__Text for analysis__.
Shortly after the visit, Kyiv said a Russian strike in the centre of Kherson injured nine people including a police officer and two employees of the state emergency service.

Moscow-installed authorities on the other bank of the Dnipro River, which is controlled by Russian forces, said two evacuees were killed by Ukrainian shelling.

The death toll from the flooding reached six as the Moscow-backed administration of Nova Kakhovka, where the dam is located, said five people had died and 41 admitted in hospital.

Ukrainian police said one man had died in a riverside village in the neighbouring Mykolaiv region, also affected by rising water levels.

Two-hour battle

In the neighbouring Zaporizhzhia region, Russia said its forces had fought a two-hour battle with Ukrainian troops in the early hours of Thursday.

Russian Defence Minister Sergei Shoigu said the Ukrainian offensive involved 1,500 soldiers and 150 armoured vehicles.

“Today at 1:30 am (2230 GMT) in the Zaporizhzhia area… there was an attempt to break through our defences,” Shoigu said in a statement.

“The enemy was stopped and retreated after heavy losses,” he said.

__Data listing__.

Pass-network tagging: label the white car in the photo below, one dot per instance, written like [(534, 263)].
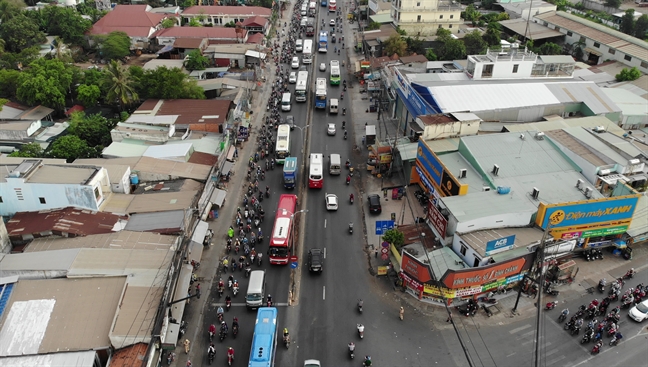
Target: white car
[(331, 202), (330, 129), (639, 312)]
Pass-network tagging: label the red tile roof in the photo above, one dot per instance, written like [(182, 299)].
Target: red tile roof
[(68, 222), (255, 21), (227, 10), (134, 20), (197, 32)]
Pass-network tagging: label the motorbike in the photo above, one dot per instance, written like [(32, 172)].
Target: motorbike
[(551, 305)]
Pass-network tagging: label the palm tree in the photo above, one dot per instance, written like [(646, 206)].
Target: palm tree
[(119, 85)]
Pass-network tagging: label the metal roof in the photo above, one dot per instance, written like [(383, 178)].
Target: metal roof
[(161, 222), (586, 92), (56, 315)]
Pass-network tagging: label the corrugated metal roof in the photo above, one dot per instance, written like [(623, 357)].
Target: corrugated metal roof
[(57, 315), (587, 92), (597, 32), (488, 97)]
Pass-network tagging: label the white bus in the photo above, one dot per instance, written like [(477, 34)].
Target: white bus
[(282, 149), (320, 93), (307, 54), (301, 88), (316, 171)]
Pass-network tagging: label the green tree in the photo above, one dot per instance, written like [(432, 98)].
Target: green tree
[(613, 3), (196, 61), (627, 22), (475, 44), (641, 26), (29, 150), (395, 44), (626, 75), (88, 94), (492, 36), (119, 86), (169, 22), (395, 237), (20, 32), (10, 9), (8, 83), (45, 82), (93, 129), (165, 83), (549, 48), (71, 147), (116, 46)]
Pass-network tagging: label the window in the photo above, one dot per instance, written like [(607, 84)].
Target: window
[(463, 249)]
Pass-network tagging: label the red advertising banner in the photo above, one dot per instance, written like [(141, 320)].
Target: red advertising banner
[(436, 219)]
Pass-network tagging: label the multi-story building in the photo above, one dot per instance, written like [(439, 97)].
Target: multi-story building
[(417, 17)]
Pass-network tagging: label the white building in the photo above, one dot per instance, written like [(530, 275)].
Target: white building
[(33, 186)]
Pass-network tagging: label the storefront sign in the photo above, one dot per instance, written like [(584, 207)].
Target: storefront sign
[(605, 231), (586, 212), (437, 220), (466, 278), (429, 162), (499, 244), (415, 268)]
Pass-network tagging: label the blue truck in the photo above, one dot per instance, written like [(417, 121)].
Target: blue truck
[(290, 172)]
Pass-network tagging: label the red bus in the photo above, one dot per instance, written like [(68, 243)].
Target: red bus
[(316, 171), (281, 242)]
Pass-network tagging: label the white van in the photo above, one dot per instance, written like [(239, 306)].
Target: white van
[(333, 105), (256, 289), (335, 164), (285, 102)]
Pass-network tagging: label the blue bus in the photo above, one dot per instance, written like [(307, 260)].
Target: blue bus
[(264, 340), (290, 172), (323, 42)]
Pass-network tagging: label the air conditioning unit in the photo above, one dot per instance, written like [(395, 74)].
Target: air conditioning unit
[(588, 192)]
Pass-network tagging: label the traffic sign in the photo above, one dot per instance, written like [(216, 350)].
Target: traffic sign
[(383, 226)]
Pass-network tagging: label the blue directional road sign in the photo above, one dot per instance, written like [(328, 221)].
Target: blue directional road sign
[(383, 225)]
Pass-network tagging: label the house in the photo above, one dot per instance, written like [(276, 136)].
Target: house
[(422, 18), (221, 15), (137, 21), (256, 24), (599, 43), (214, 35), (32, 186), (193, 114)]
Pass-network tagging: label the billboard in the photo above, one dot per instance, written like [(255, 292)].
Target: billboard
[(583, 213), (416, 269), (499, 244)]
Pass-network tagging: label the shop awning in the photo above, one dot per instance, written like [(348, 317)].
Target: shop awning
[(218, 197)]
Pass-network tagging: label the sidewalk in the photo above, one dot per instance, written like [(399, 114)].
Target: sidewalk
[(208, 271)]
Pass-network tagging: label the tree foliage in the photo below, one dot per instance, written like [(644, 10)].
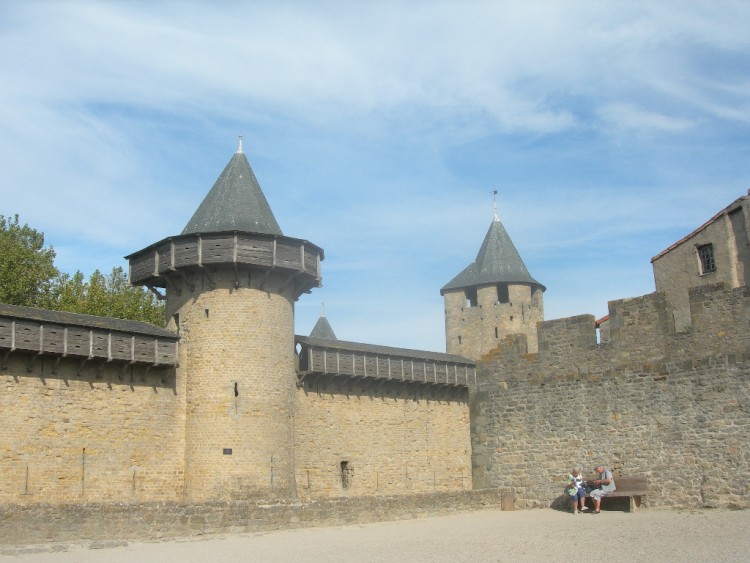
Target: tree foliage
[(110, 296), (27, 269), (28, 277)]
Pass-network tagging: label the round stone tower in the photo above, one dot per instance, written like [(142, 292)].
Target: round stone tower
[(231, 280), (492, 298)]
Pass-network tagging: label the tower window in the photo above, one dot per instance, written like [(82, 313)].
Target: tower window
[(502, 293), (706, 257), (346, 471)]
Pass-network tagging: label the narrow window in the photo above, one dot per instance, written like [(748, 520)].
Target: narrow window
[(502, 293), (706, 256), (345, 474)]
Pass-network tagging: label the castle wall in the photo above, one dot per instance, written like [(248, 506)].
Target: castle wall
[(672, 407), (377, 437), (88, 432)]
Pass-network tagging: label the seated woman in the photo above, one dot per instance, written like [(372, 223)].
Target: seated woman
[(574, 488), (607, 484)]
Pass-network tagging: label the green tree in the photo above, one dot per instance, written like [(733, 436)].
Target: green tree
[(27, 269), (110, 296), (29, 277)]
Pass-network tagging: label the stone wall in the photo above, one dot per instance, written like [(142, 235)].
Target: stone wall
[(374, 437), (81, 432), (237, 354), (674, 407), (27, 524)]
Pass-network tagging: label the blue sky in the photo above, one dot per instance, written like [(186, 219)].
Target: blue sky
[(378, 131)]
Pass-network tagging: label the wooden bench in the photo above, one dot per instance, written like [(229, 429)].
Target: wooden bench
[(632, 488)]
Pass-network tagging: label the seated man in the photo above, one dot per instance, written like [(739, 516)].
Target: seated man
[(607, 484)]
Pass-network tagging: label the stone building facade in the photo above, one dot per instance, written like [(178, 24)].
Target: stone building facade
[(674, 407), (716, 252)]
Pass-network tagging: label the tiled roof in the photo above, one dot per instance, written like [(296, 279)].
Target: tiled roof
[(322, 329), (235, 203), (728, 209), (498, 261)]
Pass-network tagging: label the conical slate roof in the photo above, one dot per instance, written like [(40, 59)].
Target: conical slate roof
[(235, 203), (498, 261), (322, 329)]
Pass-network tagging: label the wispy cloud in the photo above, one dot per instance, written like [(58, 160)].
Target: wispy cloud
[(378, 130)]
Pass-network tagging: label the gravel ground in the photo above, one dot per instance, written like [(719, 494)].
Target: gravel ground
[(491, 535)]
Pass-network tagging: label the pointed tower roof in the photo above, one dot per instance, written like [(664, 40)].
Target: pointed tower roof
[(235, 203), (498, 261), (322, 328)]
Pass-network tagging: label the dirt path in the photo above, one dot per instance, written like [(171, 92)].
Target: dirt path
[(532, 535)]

__Task instructions__.
[1] In the news excerpt about Kherson and the flooding, do the following statements agree with the text? For each of (a), (b), and (c), answer yes or no and quote the words that decide it.
(a) The Russian strike in the centre of Kherson injured nine people.
(b) Shoigu said the Ukrainian offensive involved 150 armoured vehicles.
(c) Russia said its forces fought a four-hour battle in the Zaporizhzhia region.
[2] In the news excerpt about Kherson and the flooding, rewrite everything from "Moscow-installed authorities on" down to "hours of Thursday.", changing "neighbouring" to "adjacent".

__Answers to this exercise__.
[1]
(a) Yes: "a Russian strike in the centre of Kherson injured nine people"
(b) Yes: "the Ukrainian offensive involved 1,500 soldiers and 150 armoured vehicles"
(c) No: "Russia said its forces had fought a two-hour battle with Ukrainian troops"

[2]
Moscow-installed authorities on the other bank of the Dnipro River, which is controlled by Russian forces, said two evacuees were killed by Ukrainian shelling.

The death toll from the flooding reached six as the Moscow-backed administration of Nova Kakhovka, where the dam is located, said five people had died and 41 admitted in hospital.

Ukrainian police said one man had died in a riverside village in the adjacent Mykolaiv region, also affected by rising water levels.

Two-hour battle

In the adjacent Zaporizhzhia region, Russia said its forces had fought a two-hour battle with Ukrainian troops in the early hours of Thursday.